§ **Provided entries**:
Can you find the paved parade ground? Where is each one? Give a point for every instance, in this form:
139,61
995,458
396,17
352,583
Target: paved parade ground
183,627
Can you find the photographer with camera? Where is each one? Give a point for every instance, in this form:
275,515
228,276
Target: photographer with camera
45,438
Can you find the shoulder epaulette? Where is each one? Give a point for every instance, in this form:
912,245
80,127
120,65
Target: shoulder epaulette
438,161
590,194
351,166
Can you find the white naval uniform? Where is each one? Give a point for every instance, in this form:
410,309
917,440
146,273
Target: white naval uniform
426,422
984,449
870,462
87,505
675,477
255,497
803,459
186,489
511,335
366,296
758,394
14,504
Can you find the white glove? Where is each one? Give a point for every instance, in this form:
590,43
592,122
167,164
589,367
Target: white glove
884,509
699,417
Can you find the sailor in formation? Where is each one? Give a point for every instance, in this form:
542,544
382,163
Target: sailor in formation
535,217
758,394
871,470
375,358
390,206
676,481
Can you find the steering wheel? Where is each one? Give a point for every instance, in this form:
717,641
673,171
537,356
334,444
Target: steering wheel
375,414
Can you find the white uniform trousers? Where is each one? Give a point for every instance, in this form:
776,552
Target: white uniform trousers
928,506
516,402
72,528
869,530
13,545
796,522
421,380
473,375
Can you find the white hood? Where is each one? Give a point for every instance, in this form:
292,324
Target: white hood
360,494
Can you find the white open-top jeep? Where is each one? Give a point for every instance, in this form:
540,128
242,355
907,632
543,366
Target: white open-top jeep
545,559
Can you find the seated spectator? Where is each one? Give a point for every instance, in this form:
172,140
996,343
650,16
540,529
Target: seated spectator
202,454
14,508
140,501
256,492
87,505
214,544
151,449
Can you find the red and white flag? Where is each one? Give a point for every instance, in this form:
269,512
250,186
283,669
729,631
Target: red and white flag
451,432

§ **How to complete this task**: Starting with the line that contains "Can you find the white open-top", restate every line through the end of the records above, exactly and with no other lines.

§ **Task solution**:
Can you find the white open-top jeep? Where is each one? Give a point for every instance, in this form:
540,128
242,355
907,632
543,366
Target: white open-top jeep
545,559
Can you find the seated spectator? Where is each one? Give a point for every instance, in this form:
172,140
996,343
650,16
540,529
Target: seated spectator
202,454
14,508
140,501
256,492
87,505
214,544
151,449
Can you find the red and white flag? Where is each one? Give a point for every instance, in this form:
269,512
250,186
283,669
729,631
Target: red and white flag
451,432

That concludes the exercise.